- Opening Delimiter -

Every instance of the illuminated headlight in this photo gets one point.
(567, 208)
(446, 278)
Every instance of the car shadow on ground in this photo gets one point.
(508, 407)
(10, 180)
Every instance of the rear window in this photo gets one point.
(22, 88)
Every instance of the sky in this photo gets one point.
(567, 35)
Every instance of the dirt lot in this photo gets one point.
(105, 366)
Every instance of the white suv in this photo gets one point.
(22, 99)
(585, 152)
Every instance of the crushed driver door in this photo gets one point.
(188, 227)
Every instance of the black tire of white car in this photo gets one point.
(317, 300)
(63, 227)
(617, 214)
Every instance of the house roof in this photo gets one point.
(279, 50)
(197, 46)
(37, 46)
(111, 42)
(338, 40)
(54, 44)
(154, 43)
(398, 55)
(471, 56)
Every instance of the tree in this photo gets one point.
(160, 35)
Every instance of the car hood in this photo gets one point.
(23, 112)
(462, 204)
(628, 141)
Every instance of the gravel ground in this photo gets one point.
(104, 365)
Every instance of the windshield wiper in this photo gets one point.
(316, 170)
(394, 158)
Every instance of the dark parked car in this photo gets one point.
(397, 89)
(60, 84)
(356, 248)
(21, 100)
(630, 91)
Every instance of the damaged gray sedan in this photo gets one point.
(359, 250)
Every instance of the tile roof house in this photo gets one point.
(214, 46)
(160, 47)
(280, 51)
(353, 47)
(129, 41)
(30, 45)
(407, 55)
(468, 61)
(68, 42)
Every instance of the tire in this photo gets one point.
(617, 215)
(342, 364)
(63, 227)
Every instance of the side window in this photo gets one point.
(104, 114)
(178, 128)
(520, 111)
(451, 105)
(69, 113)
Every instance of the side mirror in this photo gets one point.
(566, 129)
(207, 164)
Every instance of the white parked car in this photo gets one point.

- Closing Delimiter -

Instructions for the task: Write out exactly the lines that begin at the one containing "Every instance of the tire" and continue through the last line of the data, and only those.

Completed task:
Every instance of the tire in this photo gets one point.
(617, 215)
(342, 364)
(63, 227)
Every instance of the side window in this photo gets one point.
(104, 114)
(178, 128)
(520, 111)
(451, 105)
(69, 113)
Every instance of the side mirror in this photo gets one point.
(566, 129)
(207, 164)
Every instance of the white parked car in this photo gets one point.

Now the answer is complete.